(Object point labels)
□ □ □ □ □ □ □

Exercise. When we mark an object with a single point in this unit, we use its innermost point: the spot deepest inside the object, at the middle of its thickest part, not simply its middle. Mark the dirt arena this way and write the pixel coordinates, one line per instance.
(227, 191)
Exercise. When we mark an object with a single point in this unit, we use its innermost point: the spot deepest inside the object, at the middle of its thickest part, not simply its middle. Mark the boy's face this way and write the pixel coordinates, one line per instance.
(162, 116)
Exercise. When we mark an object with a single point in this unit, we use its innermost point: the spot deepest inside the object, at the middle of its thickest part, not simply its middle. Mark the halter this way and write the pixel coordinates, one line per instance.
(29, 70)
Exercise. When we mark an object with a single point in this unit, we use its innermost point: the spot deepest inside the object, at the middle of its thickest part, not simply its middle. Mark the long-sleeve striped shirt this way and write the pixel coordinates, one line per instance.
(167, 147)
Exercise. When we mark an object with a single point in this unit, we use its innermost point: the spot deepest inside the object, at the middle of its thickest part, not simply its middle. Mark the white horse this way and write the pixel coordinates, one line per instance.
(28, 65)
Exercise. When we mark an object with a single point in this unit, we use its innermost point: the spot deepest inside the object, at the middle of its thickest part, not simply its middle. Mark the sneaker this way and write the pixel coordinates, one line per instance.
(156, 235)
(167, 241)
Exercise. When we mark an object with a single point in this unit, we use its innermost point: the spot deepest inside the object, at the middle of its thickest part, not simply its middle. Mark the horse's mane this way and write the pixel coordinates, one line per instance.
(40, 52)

□ □ □ □ □ □ □

**Directions for this task**
Lay out everything from the line containing "Mark the sneaker" down to the end of the records as a JSON list of strings, one string per line and no blank lines.

**Solution to this task**
[
  "Exercise. When we mark an object with a single point in this unit, we use its innermost point: the spot deepest inside the object, at the middle of its thickest part, not simply its middle. Mark the sneaker this way and write the pixel coordinates, one line per instance.",
  "(156, 235)",
  "(167, 241)",
  "Exercise. When we mark an object with a single point in this unit, we use its innermost point: the spot deepest inside the object, at the middle of its thickest part, not simply its middle. Mark the horse's mane this way and write the pixel coordinates, one line per instance.",
  "(40, 52)"
]